#### [Dataset records]
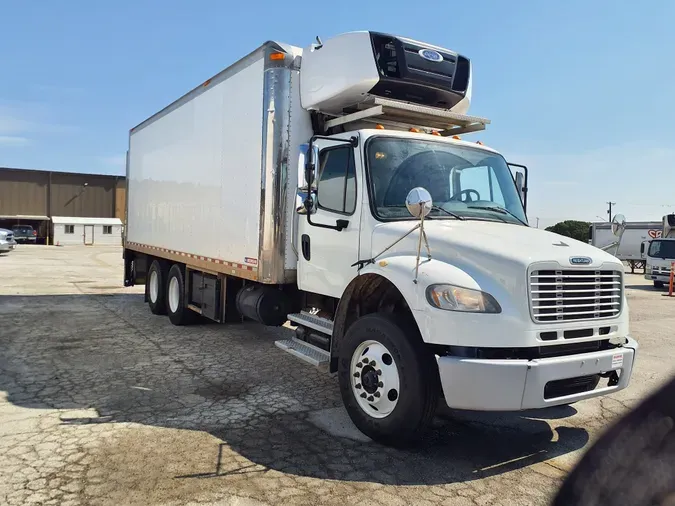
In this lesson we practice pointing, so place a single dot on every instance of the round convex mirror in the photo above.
(419, 202)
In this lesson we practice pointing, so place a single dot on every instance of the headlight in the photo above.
(456, 298)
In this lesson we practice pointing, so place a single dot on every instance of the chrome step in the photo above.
(305, 351)
(313, 322)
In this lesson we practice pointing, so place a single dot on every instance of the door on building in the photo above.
(89, 234)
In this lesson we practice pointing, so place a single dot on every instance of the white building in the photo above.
(88, 231)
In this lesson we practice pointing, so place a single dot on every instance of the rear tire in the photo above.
(406, 379)
(176, 306)
(155, 288)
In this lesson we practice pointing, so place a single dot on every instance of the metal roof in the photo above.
(23, 217)
(71, 220)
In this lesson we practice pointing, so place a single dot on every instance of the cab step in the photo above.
(323, 325)
(305, 351)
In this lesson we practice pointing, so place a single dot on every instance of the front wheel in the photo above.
(388, 380)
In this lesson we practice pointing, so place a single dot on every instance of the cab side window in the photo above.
(336, 189)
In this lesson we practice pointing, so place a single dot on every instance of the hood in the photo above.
(489, 245)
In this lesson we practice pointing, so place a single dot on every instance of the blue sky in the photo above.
(580, 91)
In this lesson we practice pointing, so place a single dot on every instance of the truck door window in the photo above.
(336, 188)
(481, 179)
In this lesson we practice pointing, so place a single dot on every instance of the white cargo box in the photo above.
(213, 175)
(636, 233)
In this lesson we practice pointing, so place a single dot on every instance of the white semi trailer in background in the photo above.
(328, 186)
(660, 253)
(630, 248)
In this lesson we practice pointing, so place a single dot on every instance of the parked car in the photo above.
(7, 242)
(24, 234)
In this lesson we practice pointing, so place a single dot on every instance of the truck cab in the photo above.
(500, 315)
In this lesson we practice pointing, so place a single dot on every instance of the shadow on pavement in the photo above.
(108, 353)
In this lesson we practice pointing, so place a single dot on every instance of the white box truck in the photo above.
(330, 187)
(630, 249)
(660, 253)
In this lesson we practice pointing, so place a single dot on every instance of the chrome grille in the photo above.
(570, 295)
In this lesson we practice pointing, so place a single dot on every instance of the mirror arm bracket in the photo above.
(340, 225)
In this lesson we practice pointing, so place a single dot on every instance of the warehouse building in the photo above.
(69, 230)
(35, 197)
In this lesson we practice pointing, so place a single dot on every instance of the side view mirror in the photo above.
(419, 202)
(311, 162)
(618, 225)
(520, 183)
(520, 177)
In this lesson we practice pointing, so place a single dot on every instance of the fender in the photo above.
(399, 270)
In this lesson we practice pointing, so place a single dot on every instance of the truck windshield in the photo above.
(472, 183)
(662, 249)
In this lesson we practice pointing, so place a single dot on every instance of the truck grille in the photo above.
(569, 295)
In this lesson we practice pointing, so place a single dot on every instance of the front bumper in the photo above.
(514, 385)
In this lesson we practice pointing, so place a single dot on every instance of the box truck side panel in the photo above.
(195, 171)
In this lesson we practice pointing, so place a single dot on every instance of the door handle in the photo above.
(305, 247)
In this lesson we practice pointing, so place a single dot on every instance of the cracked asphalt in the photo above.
(102, 402)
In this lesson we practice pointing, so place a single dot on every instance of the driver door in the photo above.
(325, 254)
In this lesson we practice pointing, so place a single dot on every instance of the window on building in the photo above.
(337, 180)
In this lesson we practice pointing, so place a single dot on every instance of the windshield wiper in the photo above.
(449, 213)
(498, 209)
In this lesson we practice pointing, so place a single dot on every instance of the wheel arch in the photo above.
(370, 292)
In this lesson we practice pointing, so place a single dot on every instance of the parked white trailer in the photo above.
(630, 248)
(329, 187)
(660, 253)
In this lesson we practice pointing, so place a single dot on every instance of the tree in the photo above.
(578, 230)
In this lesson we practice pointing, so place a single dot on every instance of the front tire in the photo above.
(176, 305)
(388, 380)
(155, 288)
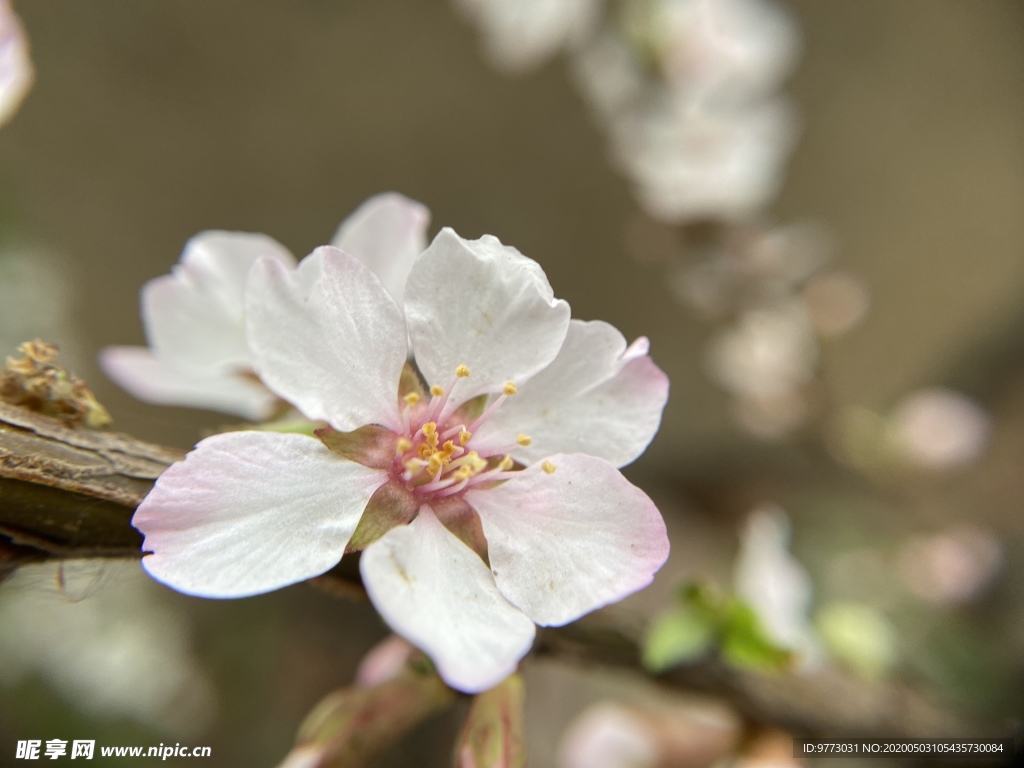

#### [Task objective]
Find each line of the records that contains the string "wheel" and copy those lines. Uppercase and lowercase letters count as different.

#### [Response below]
In this lesson we practice pointing, so place a single dot on every instance of the front wheel in the photo above.
In this lesson we practice pointing, so place a single dot on every instance of the wheel arch in the photo above.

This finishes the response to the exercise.